Task goal> Report all lines of the data below that hold the word "glow".

Task inputs>

+ + + +

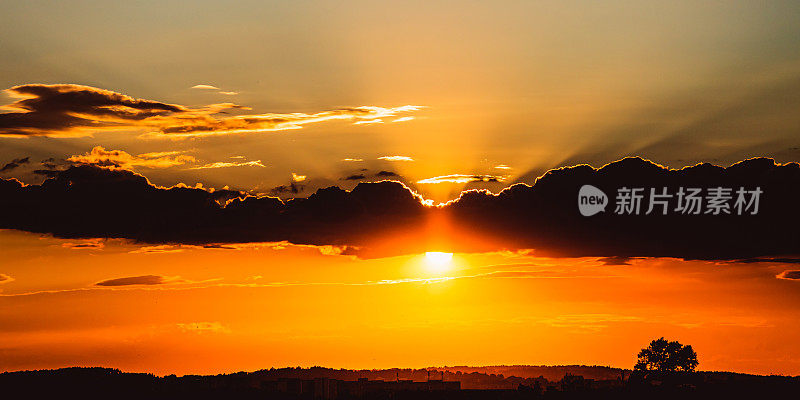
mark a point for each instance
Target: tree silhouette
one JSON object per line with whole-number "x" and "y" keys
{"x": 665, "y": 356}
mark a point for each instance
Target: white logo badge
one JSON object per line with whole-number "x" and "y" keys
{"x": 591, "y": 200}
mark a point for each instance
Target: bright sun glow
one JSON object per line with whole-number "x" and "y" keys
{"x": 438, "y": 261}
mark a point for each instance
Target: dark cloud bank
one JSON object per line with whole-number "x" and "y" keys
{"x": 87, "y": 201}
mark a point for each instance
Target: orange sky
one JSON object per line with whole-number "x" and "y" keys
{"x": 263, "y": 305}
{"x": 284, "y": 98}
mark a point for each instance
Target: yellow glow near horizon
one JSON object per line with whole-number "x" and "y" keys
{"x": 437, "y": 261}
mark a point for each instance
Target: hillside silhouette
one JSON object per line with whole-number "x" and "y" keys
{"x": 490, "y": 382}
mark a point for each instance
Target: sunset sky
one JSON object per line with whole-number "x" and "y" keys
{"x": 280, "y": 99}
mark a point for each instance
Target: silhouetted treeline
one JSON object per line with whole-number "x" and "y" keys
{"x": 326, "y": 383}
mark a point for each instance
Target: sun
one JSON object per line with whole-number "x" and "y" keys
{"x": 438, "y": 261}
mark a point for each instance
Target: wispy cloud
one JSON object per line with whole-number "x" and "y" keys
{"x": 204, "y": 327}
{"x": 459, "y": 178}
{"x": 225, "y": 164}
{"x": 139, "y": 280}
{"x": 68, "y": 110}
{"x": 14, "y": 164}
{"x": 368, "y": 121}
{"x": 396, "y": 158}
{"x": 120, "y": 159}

+ + + +

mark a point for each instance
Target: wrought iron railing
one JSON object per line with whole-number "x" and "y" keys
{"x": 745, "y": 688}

+ + + +

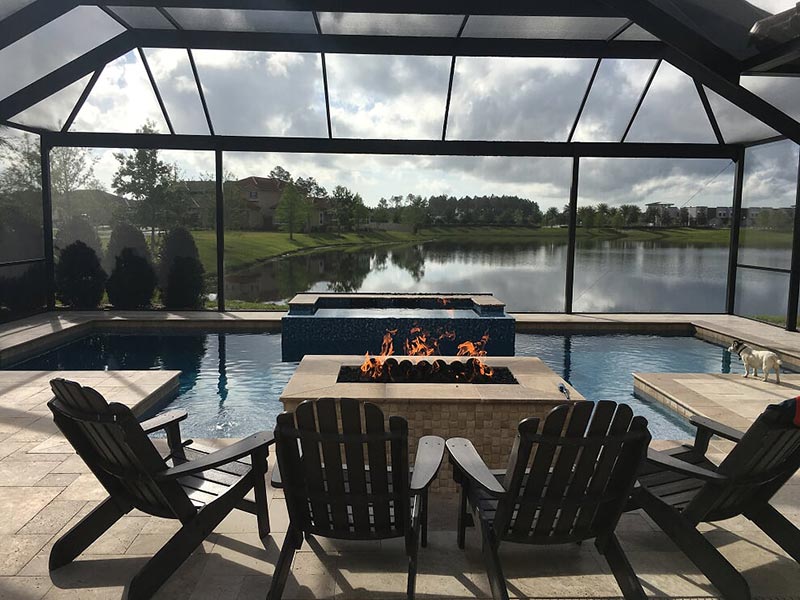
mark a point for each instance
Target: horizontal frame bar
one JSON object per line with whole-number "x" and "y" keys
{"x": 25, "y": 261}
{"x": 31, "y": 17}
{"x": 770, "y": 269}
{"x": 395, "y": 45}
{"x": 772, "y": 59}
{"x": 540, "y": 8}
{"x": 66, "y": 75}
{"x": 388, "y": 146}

+ + + +

Finished task>
Target: bright sun glow
Target: yellow glow near horizon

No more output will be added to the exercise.